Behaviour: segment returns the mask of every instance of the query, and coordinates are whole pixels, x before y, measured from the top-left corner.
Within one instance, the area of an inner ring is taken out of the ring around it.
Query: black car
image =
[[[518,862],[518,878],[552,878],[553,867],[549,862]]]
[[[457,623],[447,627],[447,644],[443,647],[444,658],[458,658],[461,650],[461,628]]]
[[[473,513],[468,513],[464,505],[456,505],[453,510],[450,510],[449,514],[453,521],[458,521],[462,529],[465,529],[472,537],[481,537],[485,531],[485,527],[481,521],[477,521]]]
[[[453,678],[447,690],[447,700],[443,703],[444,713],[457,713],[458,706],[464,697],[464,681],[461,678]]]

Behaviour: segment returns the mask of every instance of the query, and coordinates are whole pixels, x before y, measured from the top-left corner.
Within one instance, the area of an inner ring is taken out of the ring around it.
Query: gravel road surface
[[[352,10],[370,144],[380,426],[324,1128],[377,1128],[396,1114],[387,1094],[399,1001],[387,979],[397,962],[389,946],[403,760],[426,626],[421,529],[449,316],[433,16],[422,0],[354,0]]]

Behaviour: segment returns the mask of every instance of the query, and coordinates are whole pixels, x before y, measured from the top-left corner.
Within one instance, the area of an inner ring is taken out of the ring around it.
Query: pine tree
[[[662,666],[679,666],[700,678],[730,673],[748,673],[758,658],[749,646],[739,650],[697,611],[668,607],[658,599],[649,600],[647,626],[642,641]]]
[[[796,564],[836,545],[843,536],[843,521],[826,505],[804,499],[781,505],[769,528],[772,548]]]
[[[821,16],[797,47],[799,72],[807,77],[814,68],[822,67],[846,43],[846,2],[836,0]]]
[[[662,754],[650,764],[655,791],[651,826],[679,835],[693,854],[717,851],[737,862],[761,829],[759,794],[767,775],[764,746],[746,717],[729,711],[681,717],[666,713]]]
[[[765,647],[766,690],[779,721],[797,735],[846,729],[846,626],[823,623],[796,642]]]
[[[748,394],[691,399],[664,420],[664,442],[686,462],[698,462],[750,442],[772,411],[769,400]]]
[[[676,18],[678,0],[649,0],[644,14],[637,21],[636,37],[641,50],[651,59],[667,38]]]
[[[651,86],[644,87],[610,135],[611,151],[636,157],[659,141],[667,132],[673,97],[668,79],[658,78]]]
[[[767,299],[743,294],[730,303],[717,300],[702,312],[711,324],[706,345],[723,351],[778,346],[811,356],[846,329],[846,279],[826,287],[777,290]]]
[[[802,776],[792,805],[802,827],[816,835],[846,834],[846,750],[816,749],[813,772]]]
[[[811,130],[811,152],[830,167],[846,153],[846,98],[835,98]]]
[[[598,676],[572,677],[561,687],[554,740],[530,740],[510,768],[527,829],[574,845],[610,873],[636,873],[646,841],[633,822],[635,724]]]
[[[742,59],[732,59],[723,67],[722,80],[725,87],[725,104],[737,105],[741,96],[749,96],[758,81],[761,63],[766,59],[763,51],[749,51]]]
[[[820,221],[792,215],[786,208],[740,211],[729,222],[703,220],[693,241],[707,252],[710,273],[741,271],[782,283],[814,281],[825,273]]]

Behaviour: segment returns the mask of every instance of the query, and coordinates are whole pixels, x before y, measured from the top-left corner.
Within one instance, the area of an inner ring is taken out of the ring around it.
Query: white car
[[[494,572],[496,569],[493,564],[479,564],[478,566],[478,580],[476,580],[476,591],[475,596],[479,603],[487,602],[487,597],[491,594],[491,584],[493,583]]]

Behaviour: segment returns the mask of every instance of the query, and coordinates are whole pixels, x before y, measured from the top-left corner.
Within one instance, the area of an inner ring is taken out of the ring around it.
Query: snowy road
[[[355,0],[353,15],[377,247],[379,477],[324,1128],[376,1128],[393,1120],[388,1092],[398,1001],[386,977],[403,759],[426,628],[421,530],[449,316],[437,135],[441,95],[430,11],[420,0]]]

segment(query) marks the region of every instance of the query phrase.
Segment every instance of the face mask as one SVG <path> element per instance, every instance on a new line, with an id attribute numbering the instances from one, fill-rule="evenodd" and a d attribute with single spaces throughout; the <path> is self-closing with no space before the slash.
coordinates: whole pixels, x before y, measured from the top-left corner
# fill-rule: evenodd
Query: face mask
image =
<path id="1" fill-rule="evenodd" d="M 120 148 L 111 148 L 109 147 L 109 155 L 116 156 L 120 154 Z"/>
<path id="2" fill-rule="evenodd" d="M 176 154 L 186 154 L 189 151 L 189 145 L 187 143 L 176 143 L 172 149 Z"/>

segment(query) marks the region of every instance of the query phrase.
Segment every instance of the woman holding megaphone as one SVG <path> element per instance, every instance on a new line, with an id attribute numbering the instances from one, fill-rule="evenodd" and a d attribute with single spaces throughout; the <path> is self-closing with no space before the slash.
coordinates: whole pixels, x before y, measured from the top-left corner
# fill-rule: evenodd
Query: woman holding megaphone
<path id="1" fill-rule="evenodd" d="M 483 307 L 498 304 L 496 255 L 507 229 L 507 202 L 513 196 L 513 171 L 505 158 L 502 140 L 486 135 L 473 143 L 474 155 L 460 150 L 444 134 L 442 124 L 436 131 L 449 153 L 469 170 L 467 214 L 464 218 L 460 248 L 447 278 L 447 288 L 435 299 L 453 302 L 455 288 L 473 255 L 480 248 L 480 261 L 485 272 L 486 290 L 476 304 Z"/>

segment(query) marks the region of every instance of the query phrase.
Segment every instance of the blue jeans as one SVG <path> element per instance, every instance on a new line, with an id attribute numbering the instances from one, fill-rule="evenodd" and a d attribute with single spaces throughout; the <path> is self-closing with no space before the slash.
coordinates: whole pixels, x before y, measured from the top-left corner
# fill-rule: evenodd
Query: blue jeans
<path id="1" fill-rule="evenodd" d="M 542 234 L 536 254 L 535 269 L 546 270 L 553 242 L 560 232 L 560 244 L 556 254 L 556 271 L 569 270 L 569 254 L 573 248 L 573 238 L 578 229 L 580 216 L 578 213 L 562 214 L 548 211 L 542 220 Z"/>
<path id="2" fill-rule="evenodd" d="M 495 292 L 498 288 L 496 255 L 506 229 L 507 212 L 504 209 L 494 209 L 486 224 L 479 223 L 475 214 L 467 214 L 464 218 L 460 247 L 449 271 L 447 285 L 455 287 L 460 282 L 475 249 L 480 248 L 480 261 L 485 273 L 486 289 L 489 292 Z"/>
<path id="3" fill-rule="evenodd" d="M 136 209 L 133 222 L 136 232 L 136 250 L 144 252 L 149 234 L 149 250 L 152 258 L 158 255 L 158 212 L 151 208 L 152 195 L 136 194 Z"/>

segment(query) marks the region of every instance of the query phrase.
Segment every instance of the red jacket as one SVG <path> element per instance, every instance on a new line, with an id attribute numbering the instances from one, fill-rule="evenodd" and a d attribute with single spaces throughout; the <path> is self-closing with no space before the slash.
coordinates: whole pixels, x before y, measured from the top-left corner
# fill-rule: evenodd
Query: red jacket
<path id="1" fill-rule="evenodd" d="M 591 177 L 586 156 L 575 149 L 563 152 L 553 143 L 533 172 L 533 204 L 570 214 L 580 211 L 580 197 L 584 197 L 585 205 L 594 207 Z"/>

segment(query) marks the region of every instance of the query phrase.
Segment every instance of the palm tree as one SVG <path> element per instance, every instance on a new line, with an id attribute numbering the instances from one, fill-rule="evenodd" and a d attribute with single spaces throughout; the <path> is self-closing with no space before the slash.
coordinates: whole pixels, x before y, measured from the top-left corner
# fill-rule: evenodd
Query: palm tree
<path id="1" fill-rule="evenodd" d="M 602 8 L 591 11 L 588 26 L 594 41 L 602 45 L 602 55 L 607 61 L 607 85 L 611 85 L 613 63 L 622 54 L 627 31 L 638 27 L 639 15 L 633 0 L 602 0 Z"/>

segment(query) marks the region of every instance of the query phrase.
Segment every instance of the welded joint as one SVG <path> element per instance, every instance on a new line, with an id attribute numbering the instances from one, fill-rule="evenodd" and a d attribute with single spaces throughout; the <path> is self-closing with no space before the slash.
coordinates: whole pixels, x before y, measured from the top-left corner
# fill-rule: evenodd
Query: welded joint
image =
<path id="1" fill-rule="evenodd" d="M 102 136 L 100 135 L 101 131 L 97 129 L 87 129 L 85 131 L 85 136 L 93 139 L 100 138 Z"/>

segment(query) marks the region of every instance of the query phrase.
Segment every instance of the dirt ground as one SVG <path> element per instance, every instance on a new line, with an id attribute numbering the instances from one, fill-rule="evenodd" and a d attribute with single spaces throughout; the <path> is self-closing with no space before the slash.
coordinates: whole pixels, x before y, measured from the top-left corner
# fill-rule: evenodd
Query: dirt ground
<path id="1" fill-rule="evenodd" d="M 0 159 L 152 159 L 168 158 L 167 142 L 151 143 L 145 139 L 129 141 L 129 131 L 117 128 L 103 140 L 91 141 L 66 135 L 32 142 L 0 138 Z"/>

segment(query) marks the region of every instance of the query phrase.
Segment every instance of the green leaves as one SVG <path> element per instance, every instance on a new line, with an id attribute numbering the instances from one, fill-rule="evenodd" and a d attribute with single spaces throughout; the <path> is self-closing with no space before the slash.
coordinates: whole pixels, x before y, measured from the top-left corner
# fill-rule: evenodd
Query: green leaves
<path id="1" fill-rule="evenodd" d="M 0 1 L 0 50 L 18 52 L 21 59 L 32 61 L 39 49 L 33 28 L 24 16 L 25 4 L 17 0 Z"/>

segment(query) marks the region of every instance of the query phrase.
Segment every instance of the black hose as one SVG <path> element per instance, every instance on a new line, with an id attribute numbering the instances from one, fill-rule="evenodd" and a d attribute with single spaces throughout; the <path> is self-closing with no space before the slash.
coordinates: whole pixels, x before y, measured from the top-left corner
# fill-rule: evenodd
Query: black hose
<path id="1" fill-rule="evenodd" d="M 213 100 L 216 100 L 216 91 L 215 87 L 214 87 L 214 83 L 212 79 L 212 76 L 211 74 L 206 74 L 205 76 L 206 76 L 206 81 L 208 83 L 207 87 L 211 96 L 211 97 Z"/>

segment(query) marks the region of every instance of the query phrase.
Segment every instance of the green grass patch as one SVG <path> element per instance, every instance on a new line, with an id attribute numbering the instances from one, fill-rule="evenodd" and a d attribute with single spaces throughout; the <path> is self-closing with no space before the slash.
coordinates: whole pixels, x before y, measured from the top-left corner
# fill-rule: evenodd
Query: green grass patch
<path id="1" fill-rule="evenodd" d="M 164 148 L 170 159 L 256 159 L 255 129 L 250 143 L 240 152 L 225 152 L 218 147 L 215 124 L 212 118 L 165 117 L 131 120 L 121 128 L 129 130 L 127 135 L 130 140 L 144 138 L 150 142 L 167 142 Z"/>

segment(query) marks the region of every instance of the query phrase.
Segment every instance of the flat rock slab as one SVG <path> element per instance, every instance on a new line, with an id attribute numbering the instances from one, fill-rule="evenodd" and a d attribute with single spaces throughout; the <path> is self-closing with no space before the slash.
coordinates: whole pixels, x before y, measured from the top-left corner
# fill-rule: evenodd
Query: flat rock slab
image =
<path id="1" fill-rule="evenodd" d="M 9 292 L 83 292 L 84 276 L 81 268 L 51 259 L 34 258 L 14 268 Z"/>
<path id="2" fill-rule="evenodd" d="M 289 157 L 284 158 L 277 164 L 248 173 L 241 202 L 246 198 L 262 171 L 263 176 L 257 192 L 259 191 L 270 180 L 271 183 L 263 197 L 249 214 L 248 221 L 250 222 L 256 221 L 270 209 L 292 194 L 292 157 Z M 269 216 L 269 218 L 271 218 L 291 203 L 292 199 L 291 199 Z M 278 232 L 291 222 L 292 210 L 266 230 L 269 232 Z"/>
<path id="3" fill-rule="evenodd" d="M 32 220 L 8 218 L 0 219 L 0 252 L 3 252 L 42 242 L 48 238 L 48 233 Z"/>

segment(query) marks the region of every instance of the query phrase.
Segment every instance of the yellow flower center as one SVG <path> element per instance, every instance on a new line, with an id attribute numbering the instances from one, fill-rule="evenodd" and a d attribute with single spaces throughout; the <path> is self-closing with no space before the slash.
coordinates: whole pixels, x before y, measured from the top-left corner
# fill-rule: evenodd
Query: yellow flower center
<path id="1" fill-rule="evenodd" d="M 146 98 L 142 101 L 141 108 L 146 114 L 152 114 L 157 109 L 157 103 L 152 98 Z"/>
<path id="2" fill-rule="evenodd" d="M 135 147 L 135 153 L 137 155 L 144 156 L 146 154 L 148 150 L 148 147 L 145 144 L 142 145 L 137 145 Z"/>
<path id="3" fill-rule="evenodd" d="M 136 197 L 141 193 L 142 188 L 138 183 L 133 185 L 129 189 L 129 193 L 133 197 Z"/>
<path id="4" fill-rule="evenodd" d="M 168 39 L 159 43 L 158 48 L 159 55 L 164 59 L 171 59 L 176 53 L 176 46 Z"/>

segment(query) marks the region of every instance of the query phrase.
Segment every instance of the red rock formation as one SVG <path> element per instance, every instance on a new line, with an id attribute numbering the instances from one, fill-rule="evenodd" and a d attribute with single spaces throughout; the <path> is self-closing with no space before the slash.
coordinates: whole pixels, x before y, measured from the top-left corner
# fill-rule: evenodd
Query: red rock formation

--------------------

**TASK REQUIREMENTS**. Gather every line of the records above that contains the string "leaves", copying each such line in full.

**ANSWER**.
Segment every instance of the green leaves as one SVG <path> element per instance, every instance on a new line, with an id attribute numbering the instances from one, fill-rule="evenodd" and a d attribute with single spaces throughout; the <path> is self-closing with no space before the slash.
Query: green leaves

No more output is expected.